TEXT EXTRACT.
"""
Opinion
DOCKET NO. A-2310-17T4
04-02-2019
Joseph R. Donahue argued the cause for appellant (Brickfield & Donahue, attorneys; Joseph R. Donahue, on the briefs). David A. Schwartz argued the cause for respondent (Schwartz & Posnock, attorneys; David A. Schwartz, on the brief).
RECORD IMPOUNDED
NOT FOR PUBLICATION WITHOUT THE APPROVAL OF THE APPELLATE DIVISION
This opinion shall not "constitute precedent or be binding upon any court." Although it is posted on the internet, this opinion is binding only on the parties in the case and its use in other cases is limited. R. 1:36-3. Before Judges Fuentes, Accurso and Vernoia. On appeal from Superior Court of New Jersey, Chancery Division, Family Part, Essex County, Docket No. FV-07-1089-18. Joseph R. Donahue argued the cause for appellant (Brickfield & Donahue, attorneys; Joseph R. Donahue, on the briefs). David A. Schwartz argued the cause for respondent (Schwartz & Posnock, attorneys; David A. Schwartz, on the brief). PER CURIAM
Defendant Z.B. appeals from a December 11, 2017 final restraining order (FRO) entered in favor of her husband, plaintiff S.C., pursuant to the Prevention of Domestic Violence Act of 1991 (PDVA), N.J.S.A. 2C:25-17 to -35. We reverse.
"""
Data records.
"""
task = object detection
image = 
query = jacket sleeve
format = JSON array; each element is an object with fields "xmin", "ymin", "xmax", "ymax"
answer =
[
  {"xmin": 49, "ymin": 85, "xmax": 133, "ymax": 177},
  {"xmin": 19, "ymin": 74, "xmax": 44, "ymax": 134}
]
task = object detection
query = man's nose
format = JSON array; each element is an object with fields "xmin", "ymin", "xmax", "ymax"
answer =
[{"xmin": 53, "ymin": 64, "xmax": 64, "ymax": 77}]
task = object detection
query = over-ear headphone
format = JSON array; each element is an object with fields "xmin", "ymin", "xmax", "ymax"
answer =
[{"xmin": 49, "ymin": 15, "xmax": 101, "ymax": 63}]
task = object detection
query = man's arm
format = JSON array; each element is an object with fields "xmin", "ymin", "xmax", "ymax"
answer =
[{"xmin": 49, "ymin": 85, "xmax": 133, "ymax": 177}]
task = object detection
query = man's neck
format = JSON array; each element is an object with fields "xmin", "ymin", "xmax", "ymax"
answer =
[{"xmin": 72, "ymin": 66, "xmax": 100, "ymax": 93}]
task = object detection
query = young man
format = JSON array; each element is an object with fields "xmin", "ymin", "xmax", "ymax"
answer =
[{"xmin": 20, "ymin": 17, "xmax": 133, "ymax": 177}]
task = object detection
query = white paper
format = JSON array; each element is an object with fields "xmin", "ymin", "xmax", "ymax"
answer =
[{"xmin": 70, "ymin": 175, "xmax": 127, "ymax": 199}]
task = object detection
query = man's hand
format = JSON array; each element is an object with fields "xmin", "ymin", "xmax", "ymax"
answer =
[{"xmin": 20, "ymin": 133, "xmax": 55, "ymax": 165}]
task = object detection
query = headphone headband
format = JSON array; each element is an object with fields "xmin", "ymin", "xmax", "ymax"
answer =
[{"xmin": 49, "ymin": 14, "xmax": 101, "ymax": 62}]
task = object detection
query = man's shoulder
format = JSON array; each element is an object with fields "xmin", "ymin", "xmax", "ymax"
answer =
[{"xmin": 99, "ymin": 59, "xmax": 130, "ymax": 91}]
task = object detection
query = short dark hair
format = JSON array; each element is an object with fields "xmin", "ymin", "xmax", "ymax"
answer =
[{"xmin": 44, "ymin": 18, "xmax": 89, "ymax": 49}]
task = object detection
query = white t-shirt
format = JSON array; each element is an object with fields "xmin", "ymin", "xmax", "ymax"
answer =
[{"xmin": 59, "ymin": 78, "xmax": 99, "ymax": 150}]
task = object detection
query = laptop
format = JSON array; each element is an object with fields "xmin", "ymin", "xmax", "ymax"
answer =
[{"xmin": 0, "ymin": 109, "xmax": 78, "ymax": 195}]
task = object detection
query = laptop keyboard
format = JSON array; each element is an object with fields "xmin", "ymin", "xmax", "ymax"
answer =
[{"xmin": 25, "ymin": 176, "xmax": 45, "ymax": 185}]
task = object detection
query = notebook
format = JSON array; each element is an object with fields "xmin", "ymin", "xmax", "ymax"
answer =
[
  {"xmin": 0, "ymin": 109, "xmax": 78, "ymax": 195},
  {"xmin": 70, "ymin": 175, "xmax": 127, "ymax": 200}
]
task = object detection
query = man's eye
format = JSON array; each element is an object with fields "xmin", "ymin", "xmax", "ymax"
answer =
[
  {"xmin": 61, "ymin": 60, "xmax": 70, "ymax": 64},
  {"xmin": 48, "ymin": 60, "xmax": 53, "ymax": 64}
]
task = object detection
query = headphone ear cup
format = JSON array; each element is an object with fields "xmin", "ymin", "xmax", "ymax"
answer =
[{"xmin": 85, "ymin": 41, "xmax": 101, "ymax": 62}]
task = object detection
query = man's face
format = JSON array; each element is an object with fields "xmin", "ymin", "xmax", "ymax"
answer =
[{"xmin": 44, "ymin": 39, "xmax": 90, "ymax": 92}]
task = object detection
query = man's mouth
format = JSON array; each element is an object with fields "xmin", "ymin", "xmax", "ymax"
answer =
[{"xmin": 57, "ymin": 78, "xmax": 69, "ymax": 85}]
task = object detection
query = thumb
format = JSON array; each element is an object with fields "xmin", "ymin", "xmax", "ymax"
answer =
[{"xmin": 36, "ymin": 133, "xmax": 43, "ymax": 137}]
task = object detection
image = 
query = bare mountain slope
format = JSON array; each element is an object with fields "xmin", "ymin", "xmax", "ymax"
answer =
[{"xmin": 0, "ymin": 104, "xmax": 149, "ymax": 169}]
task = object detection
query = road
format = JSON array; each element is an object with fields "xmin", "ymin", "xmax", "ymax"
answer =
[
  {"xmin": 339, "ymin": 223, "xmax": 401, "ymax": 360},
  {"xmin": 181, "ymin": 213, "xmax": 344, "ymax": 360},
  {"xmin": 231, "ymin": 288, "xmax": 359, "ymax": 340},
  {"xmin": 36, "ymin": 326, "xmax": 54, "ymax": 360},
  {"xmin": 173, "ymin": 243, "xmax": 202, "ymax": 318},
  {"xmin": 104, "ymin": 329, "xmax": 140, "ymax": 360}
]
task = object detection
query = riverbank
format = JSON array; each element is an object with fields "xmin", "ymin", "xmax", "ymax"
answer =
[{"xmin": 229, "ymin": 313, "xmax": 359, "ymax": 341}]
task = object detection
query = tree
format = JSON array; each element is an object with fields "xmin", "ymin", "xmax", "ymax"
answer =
"""
DO THIS. Pick up the court opinion on the restraining order appeal where it stops, continuing from its last sentence. The rows are separate material and are not part of the court opinion.

RESULT OF THE EXERCISE.
The pertinent facts may be simply stated. Plaintiff and defendant are married and have two children. On October 6, 2017, plaintiff and defendant had a verbal altercation in the marital home. Plaintiff called 9-1-1, and police responded to the scene. Plaintiff filed a complaint, alleging defendant engaged in domestic violence under the PDVA, N.J.S.A. 2C:25-19(a)(10), by committing the predicate act of criminal mischief, N.J.S.A. 2C:17-3. Plaintiff alleged a "verbal dispute escalated into . . . defendant breaking a dish in front of . . . plaintiff and the children." The complaint also alleged a prior history of domestic violence, stating defendant "physically struck" plaintiff "[three] to [four] times in previous incidents." The court issued a temporary domestic violence restraining order against defendant.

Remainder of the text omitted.